• **AIM OF THE EXERCISE**:
Only an exact copy of the records below will serve as the answer.

• **RECORDS**:

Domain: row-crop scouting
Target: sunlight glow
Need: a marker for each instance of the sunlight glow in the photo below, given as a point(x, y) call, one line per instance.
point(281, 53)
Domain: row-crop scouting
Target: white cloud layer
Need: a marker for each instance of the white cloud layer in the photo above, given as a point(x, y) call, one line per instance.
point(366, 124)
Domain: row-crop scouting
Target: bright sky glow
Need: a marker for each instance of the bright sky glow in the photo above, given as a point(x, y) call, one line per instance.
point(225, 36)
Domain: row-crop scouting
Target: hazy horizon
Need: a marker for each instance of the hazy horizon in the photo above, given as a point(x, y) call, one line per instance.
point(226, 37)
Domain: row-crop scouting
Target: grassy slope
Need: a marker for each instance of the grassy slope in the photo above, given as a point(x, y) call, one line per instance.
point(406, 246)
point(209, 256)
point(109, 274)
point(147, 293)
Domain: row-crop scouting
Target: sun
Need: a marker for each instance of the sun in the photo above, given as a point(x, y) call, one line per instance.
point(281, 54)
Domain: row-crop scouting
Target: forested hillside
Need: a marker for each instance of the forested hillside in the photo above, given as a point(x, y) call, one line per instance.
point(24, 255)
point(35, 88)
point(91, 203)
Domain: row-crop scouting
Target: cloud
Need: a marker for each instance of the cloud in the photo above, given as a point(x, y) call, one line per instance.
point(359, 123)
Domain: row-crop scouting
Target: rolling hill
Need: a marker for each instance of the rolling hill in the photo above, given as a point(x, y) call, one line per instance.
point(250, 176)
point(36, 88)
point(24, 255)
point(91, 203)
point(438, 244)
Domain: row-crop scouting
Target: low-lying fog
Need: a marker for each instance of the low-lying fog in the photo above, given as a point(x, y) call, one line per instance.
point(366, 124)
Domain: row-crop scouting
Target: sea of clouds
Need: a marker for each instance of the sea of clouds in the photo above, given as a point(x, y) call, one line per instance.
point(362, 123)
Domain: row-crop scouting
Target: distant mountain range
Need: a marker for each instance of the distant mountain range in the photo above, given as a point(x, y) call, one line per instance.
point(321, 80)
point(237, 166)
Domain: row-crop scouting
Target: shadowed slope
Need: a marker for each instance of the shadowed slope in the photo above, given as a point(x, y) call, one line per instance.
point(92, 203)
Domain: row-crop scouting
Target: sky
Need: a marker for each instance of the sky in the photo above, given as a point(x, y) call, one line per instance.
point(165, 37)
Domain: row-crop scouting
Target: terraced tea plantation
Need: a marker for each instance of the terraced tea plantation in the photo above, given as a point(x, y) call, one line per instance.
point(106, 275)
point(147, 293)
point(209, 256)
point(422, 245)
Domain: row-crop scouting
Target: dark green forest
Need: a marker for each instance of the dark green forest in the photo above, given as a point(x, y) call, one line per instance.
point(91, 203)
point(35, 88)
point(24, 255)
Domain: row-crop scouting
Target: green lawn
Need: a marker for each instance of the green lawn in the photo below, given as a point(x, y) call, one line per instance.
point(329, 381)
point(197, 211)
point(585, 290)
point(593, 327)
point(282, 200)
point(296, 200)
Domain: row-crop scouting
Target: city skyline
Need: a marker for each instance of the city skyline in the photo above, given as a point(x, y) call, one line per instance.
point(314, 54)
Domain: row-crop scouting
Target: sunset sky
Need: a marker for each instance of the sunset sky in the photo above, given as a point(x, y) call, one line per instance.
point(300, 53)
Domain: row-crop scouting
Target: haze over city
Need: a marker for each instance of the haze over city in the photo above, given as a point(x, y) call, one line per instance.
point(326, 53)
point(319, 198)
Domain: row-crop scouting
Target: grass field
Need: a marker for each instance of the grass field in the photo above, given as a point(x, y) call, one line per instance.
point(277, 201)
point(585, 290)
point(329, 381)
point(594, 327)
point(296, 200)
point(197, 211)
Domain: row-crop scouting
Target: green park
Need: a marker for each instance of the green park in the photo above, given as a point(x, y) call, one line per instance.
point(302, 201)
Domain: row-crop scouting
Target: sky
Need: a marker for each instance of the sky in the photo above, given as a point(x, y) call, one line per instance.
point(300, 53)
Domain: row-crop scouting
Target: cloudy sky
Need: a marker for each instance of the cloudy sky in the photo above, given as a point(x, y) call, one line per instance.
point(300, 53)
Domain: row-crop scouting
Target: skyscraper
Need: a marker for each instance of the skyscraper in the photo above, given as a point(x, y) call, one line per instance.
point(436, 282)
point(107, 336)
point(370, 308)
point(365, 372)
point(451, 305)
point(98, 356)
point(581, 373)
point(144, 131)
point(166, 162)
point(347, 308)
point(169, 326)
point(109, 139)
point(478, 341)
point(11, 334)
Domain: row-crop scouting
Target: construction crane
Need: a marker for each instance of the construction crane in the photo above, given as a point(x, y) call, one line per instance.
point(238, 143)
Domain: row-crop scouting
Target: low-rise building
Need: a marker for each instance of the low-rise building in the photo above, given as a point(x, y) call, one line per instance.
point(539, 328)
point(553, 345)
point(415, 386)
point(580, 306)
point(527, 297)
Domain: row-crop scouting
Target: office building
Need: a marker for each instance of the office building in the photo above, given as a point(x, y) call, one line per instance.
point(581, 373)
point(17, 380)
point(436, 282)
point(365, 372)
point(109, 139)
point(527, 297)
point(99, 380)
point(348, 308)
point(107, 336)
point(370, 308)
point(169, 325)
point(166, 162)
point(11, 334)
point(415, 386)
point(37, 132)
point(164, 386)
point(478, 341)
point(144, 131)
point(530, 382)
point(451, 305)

• **RESULT FOR THIS EXERCISE**:
Domain: row-crop scouting
Target: sunlight glow
Need: a marker for each instance of the sunlight glow in the photo below, given as a point(x, y) call, one line per instance.
point(281, 53)
Domain: row-crop scouting
Target: white cloud layer
Need: a marker for each instance of the white cloud layer in the photo above, given as a point(x, y) call, one line per instance.
point(366, 124)
Domain: row-crop scouting
Target: bright sky glow
Need: a marker for each instance of the bright sky glow in the photo above, given as a point(x, y) call, one line per instance.
point(225, 36)
Domain: row-crop scouting
Target: hazy horizon
Need: a marker for each instance of the hazy horizon in the photo above, given as a point(x, y) call, one line per instance.
point(226, 37)
Domain: row-crop scouting
Target: grassy slope
Need: a marker for each instance of the grassy slope in the photo above, given as a point(x, y) call, one line per instance.
point(406, 246)
point(209, 256)
point(109, 274)
point(147, 293)
Domain: row-crop scouting
Target: sun
Need: a marker for each instance of the sun in the photo above, given as a point(x, y) call, one line per instance.
point(281, 54)
Domain: row-crop scouting
Target: forested hillside
Need: a marker for each instance of the forested hillside in the photo above, given as a point(x, y) call, one line per instance.
point(24, 255)
point(35, 88)
point(91, 203)
Domain: row-crop scouting
Target: cloud
Need: a marker for each instance of the cloud in the photo above, given as a point(x, y) call, one line per instance.
point(359, 123)
Domain: row-crop scouting
Target: rolling hill
Need: a marker for each instance of the rolling hill in the photo above, given as a point(x, y) call, one line per instance.
point(250, 176)
point(36, 88)
point(24, 255)
point(91, 203)
point(438, 244)
Domain: row-crop scouting
Target: low-lying fog
Need: a marker for each instance of the low-lying fog in the photo above, given as a point(x, y) call, one line per instance.
point(366, 124)
Domain: row-crop scouting
Target: sea of clouds
Need: a marker for each instance of the sea of clouds in the photo above, given as a point(x, y) call, one line per instance.
point(362, 123)
Domain: row-crop scouting
Target: distant mountain range
Need: a marker for each instance of the distant mountain range in the photo above, given as a point(x, y) call, one line per instance.
point(321, 80)
point(237, 166)
Domain: row-crop scouting
Target: shadowed slope
Need: a marker for each instance of the shadowed slope in the photo above, given as a point(x, y) call, one line per instance.
point(92, 203)
Domain: row-crop scouting
Target: sky
Need: a marker for each instance of the sky in the photo above, given as a point(x, y) call, one line per instance.
point(165, 37)
Domain: row-crop scouting
Target: terraced tea plantation
Need: a marker for each instance of the terraced tea plantation in the photo above, given as a point(x, y) call, one line per instance.
point(106, 275)
point(147, 293)
point(209, 256)
point(422, 245)
Domain: row-crop scouting
Target: dark green forest
Need: a marker for each instance of the dark green forest in the photo above, given as a point(x, y) call, one line per instance.
point(91, 203)
point(35, 88)
point(24, 255)
Domain: row-crop scouting
Target: green lawn
Need: a marker for each instance of the green lawn in the photo below, given as a point(x, y) call, one line per instance.
point(329, 381)
point(197, 211)
point(585, 290)
point(593, 327)
point(282, 200)
point(296, 200)
Domain: row-crop scouting
Target: city skyline
Need: a marker for each instance of the city skyline in the photo above, given as a point(x, y) call, one line per instance.
point(314, 54)
Domain: row-crop scouting
Target: sunset sky
Need: a marker for each instance of the sunset sky in the photo above, given as a point(x, y) call, one line per instance.
point(300, 53)
Domain: row-crop scouting
Target: haze over city
Need: a marker for each instance of the haze over city in the photo above, given as a point(x, y) call, one line per instance.
point(326, 53)
point(319, 198)
Domain: row-crop scouting
Target: grass field
Need: a marker for each instance of the grass field in the photo above, given as a point(x, y) call, one line per instance.
point(277, 201)
point(585, 290)
point(329, 381)
point(594, 327)
point(296, 200)
point(197, 211)
Domain: row-crop scouting
Target: green park
Need: a marker for each instance of the green park in the photo above, given as a point(x, y) call, one line per instance.
point(302, 201)
Domain: row-crop scouting
Target: sky
Need: a marker for each instance of the sky in the photo above, given as a point(x, y) call, one line per instance.
point(300, 53)
Domain: row-crop scouting
Target: cloudy sky
Need: a marker for each instance of the cloudy sky in the photo above, given as a point(x, y) call, one line per instance.
point(300, 53)
Domain: row-crop scouting
Target: skyscraper
Need: a marker for each instance of the skyscraper in the photo above, given as a point(x, y) call, one line per instance.
point(436, 282)
point(107, 336)
point(370, 308)
point(365, 372)
point(451, 305)
point(98, 356)
point(581, 373)
point(144, 131)
point(166, 162)
point(347, 308)
point(169, 326)
point(109, 139)
point(478, 341)
point(11, 334)
Domain: row-crop scouting
Target: construction crane
Need: a marker for each instance of the construction crane in the photo above, given as a point(x, y) call, one line per instance.
point(238, 143)
Domain: row-crop scouting
Target: low-rise building
Need: a marker for each instance of the low-rise building in the photo above, given as a point(x, y) call, one line per instance.
point(539, 328)
point(553, 345)
point(415, 386)
point(580, 306)
point(527, 297)
Domain: row-crop scouting
Target: office building
Need: a marker for each instance of the office building in the photo above, given as a point(x, y) call, one line per instance.
point(581, 373)
point(17, 380)
point(436, 282)
point(365, 372)
point(109, 139)
point(527, 297)
point(99, 380)
point(348, 308)
point(107, 336)
point(370, 308)
point(169, 325)
point(166, 162)
point(11, 334)
point(415, 386)
point(37, 132)
point(164, 386)
point(478, 341)
point(144, 131)
point(530, 382)
point(451, 305)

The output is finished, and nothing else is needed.